--- START OF Text ---
The comprehensive analysis of the Amazon Sales Report dataset reveals several key insights that can inform strategic decisions and operational improvements for the business. By leveraging the KPIs and further analysis, the following conclusions can be drawn:

1. **Overall Sales Performance:**

* The **Total Sales Amount of 7,33,23,468.87 rupees** indicates robust revenue generation, reflecting a healthy volume of transactions. Monitoring this metric over time can help in identifying periods of peak sales activity and understanding the factors driving these results.
 
* The **Average Order Value (AOV) of 609.87 rupees** provides a clear picture of customer spending behavior. A consistent or increasing AOV suggests effective pricing strategies and customer willingness to purchase higher-value items or bundles.
 
2. **Customer and Order Behavior:**

* A total of **1,20,229 units unique orders** were processed, as reflected in the Number of Orders metric. This volume shows consistent customer engagement and order flow.
 
* The Order Status Breakdown revealed that **66.50%** of orders were **successfully** shipped, **4.63%** were **cancelled**, and **22.06%** were **delivered**. The relatively low cancellation rate suggests strong inventory management and customer satisfaction.
--- END OF Text ---
--- START OF Recorded data ---
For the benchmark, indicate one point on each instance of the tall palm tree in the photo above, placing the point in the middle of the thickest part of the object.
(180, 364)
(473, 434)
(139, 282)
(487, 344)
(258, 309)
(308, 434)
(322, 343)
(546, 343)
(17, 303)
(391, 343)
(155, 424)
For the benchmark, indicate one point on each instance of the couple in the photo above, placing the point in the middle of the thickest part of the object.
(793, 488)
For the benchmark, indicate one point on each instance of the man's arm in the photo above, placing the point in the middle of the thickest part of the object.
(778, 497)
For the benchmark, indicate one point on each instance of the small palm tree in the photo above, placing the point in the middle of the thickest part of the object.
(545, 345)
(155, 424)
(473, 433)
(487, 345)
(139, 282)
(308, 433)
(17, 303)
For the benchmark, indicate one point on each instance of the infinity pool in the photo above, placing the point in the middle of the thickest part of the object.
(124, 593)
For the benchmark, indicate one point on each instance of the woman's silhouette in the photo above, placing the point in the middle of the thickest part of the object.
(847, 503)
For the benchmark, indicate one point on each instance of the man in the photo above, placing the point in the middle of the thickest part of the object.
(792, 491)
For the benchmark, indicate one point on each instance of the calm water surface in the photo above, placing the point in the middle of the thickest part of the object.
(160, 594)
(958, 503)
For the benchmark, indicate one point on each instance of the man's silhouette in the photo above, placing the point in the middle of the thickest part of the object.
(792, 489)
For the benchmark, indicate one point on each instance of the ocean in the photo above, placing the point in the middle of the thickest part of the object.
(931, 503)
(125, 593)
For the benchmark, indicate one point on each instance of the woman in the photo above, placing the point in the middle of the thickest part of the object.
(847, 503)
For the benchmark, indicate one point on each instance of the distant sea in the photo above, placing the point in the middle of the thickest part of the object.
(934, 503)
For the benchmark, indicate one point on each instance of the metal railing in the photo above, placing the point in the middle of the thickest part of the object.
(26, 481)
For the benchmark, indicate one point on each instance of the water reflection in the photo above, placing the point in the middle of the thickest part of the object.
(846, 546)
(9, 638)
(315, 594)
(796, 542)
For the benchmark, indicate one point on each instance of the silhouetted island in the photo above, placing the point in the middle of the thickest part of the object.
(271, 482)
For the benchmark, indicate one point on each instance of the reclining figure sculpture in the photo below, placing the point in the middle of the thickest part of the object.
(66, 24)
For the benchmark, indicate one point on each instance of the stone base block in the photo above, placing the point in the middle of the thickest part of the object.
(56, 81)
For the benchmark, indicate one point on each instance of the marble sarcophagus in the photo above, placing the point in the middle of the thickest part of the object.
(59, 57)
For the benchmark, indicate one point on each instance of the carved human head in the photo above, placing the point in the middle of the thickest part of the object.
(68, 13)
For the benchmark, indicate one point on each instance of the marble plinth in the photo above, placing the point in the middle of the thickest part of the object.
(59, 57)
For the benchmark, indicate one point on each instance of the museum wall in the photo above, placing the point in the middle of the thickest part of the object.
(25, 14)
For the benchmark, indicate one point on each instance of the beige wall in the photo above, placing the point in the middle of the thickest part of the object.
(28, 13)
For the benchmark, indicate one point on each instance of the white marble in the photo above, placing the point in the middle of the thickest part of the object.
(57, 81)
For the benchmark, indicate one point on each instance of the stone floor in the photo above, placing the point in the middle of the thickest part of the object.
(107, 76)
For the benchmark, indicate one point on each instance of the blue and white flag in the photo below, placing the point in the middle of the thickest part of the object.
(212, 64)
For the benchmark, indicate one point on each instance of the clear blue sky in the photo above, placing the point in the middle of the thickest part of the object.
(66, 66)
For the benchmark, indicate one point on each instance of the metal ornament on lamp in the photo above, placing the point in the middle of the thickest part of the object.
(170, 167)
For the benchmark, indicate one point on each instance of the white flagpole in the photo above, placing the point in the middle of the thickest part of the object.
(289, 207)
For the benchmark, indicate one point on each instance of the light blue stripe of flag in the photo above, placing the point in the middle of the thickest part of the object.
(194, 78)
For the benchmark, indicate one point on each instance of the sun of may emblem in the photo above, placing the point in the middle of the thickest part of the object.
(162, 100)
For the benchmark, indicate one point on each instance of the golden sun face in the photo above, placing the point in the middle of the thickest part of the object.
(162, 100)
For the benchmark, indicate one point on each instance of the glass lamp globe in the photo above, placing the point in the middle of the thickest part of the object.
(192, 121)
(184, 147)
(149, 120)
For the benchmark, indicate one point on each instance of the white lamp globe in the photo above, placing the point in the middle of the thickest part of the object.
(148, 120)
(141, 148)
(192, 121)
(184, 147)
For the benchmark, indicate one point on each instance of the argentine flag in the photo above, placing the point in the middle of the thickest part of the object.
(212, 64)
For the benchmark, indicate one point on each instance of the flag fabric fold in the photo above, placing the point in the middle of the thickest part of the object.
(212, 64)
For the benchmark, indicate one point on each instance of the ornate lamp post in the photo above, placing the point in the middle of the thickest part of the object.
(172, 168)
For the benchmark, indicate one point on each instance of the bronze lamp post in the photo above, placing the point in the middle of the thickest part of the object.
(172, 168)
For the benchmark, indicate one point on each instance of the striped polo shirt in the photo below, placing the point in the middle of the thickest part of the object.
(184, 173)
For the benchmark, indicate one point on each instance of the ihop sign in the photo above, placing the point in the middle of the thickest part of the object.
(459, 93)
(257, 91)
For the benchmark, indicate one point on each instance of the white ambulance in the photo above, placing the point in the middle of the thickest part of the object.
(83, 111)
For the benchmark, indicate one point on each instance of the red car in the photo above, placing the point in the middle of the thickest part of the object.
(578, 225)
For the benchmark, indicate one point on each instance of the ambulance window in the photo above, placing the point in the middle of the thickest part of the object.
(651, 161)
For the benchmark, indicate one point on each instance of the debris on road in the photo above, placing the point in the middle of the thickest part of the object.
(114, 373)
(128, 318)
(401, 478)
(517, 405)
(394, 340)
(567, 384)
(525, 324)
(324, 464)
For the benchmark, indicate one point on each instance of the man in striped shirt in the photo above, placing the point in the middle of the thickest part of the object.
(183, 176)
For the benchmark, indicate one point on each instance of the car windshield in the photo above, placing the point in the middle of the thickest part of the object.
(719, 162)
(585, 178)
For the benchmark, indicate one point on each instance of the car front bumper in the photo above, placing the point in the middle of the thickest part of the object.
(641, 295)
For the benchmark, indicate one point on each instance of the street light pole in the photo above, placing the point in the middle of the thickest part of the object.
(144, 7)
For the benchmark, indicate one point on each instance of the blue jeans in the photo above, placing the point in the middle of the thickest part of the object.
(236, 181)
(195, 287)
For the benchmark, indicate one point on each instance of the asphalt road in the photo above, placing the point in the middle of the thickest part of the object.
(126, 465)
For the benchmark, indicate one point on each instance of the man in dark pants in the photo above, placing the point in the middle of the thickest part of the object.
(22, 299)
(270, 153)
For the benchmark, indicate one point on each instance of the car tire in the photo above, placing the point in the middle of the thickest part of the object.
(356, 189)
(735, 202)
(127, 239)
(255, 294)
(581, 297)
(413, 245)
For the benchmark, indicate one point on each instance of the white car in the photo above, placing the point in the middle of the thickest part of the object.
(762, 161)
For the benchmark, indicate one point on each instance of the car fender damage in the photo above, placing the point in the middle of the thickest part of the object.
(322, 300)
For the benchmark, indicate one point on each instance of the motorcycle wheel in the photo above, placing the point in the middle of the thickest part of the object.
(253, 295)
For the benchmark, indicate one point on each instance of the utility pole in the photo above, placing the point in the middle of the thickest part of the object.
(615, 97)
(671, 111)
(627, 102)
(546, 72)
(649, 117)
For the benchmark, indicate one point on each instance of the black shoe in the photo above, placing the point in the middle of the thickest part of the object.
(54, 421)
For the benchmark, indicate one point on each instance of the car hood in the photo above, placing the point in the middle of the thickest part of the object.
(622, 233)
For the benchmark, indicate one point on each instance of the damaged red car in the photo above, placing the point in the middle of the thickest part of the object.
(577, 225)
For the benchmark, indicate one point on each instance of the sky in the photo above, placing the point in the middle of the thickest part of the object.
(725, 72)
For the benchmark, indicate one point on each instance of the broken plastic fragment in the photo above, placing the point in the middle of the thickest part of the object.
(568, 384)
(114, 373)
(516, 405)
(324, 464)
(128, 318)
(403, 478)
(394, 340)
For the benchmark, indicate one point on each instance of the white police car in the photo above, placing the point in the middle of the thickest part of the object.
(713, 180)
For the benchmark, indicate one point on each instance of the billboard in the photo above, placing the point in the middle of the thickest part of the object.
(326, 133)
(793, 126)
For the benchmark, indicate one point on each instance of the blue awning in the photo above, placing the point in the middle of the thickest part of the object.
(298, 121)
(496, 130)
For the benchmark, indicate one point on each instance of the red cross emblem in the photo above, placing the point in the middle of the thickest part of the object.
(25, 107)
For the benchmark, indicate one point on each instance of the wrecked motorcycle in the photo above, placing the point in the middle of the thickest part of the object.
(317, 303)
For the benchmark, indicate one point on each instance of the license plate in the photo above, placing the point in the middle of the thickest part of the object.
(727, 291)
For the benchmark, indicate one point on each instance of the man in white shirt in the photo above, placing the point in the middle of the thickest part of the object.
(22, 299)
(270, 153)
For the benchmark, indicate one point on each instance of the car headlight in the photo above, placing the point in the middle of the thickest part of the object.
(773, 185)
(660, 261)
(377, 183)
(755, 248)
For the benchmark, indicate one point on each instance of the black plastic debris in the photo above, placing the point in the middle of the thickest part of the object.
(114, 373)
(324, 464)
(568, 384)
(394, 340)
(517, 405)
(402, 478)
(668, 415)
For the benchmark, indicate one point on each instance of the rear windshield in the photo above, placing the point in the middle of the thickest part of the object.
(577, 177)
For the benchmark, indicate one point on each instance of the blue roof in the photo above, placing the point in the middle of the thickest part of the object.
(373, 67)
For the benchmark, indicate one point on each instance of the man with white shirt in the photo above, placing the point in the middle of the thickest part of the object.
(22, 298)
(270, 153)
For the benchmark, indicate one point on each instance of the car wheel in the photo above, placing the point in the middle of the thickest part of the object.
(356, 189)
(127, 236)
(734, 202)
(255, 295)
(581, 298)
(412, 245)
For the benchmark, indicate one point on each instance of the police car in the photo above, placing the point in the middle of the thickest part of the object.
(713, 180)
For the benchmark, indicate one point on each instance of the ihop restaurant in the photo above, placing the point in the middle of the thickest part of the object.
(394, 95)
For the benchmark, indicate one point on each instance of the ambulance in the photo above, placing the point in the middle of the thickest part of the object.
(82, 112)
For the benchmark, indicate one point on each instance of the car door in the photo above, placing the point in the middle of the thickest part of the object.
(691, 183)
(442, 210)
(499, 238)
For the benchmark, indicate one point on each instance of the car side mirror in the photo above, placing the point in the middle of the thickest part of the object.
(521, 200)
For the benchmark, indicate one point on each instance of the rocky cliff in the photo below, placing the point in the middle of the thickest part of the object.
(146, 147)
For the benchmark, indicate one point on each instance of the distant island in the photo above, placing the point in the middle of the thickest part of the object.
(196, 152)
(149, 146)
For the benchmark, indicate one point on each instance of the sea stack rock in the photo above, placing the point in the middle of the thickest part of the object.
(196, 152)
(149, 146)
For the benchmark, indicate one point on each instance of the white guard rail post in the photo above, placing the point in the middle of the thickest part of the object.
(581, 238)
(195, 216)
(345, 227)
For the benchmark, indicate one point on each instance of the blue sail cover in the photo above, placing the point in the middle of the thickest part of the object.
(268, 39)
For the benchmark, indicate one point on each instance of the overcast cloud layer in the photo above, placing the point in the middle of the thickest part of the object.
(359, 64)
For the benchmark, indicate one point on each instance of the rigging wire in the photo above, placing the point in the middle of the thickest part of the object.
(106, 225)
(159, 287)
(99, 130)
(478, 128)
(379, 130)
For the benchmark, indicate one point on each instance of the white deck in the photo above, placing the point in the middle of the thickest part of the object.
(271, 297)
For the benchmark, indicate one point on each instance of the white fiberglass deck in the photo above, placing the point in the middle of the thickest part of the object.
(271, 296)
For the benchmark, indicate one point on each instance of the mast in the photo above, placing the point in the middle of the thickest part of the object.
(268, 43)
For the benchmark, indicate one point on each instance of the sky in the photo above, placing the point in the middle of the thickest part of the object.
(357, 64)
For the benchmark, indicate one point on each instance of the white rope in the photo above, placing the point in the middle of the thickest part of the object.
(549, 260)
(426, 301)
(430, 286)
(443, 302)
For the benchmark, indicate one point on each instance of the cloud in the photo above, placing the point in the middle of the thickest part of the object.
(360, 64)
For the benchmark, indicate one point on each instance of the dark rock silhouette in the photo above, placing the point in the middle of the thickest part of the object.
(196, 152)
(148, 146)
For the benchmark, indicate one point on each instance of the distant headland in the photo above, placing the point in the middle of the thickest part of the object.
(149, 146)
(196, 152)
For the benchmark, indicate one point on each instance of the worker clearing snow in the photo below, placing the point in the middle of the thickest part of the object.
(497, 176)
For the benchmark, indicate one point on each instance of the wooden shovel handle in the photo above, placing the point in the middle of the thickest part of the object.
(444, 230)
--- END OF Recorded data ---
[What to do] Retype the passage of the Amazon sales analysis above that opens with the words containing "1. **Overall Sales" and closes with "and order flow.", reproducing it word for word.

[Full response]
1. **Overall Sales Performance:**

* The **Total Sales Amount of 7,33,23,468.87 rupees** indicates robust revenue generation, reflecting a healthy volume of transactions. Monitoring this metric over time can help in identifying periods of peak sales activity and understanding the factors driving these results.
 
* The **Average Order Value (AOV) of 609.87 rupees** provides a clear picture of customer spending behavior. A consistent or increasing AOV suggests effective pricing strategies and customer willingness to purchase higher-value items or bundles.
 
2. **Customer and Order Behavior:**

* A total of **1,20,229 units unique orders** were processed, as reflected in the Number of Orders metric. This volume shows consistent customer engagement and order flow.